What you return must match the records word for word.

Stored dataset items
=======

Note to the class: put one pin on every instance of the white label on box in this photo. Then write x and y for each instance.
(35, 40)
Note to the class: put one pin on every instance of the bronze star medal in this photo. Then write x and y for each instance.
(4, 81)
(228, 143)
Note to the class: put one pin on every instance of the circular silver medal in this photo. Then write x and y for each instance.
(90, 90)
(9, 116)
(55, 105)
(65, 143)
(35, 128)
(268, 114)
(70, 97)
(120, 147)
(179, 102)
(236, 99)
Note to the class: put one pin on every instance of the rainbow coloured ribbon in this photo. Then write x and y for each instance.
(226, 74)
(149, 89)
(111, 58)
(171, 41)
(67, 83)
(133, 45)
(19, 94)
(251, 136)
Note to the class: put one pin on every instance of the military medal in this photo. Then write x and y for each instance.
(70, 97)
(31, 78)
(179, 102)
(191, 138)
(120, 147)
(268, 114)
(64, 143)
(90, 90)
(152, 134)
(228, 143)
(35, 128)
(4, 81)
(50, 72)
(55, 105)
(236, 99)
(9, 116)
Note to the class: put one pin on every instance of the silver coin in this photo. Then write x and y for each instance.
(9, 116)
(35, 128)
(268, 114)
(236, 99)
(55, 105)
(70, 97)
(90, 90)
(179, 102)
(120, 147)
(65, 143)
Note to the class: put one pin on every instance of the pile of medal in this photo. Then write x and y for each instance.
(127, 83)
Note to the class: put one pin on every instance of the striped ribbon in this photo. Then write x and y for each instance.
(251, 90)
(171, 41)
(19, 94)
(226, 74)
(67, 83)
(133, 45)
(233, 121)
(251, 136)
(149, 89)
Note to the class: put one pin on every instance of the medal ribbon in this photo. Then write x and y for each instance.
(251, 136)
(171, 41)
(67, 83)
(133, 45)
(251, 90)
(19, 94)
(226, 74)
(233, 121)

=======

- Expected output
Note to the class: put one pin on every instance of the white label on box in this photo. Then write x and y for each instance.
(35, 40)
Note to the class: put one pin on every instance of the bronze star medal in this photo. Then write x and y for each instance.
(4, 81)
(228, 143)
Note to the class: put one pin on every instance of the circular silver medal in this photo. Then write x and y for each instance.
(90, 90)
(9, 116)
(55, 105)
(65, 143)
(35, 128)
(268, 114)
(70, 97)
(120, 147)
(179, 102)
(236, 99)
Note to the class: put one pin on every instance of the rainbow coloured ribbon in this photo. Then write x and y for each instance.
(226, 74)
(149, 89)
(111, 58)
(171, 41)
(67, 83)
(133, 45)
(19, 94)
(251, 136)
Note to the class: put one pin on every instance of the military medal in this photo. Then write x and y for each instance.
(70, 97)
(31, 78)
(179, 102)
(191, 138)
(120, 147)
(268, 114)
(64, 143)
(90, 90)
(152, 134)
(228, 143)
(35, 128)
(4, 81)
(50, 72)
(55, 105)
(236, 99)
(9, 116)
Note to the class: put one pin on every instance of the silver coin in this photo. Then write x and y for each instance.
(9, 116)
(35, 128)
(268, 114)
(236, 99)
(55, 105)
(70, 97)
(90, 90)
(179, 102)
(120, 147)
(65, 143)
Note to the class: put one pin on every instance of the pile of medal in this photo. Then write x and y for each instance.
(127, 83)
Note to the class: put one pin on every instance of the striped ribbon in this photo. Then write x and y for each instance.
(251, 90)
(171, 41)
(19, 94)
(226, 74)
(67, 83)
(133, 45)
(233, 121)
(251, 136)
(149, 89)
Note to the class: put one pin on every instance of the medal ribbon in this photo. Then write x and y for each instance.
(251, 136)
(171, 41)
(67, 83)
(133, 45)
(251, 90)
(19, 94)
(226, 74)
(233, 121)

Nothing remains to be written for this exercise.